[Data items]
***

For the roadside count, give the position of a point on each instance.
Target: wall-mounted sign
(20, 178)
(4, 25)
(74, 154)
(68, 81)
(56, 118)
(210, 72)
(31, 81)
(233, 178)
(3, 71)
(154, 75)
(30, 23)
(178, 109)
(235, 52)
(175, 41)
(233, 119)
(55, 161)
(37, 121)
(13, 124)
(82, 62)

***

- _BRIEF_
Rewrite all the records above as a two-column CSV with the header instruction,response and one row per record. Put each record's text and its answer in one quoted field each, with every line break replaced by a space.

- _RESULT OF THIS EXERCISE_
instruction,response
"For the roadside count, give the position of a point on each instance. Target: wall-mounted sign","(20, 178) (4, 25) (74, 154) (68, 81) (56, 118) (210, 72) (31, 81) (233, 178) (3, 71) (154, 75) (30, 23) (178, 109) (235, 52) (175, 41) (233, 119) (55, 161) (37, 121) (13, 124) (82, 62)"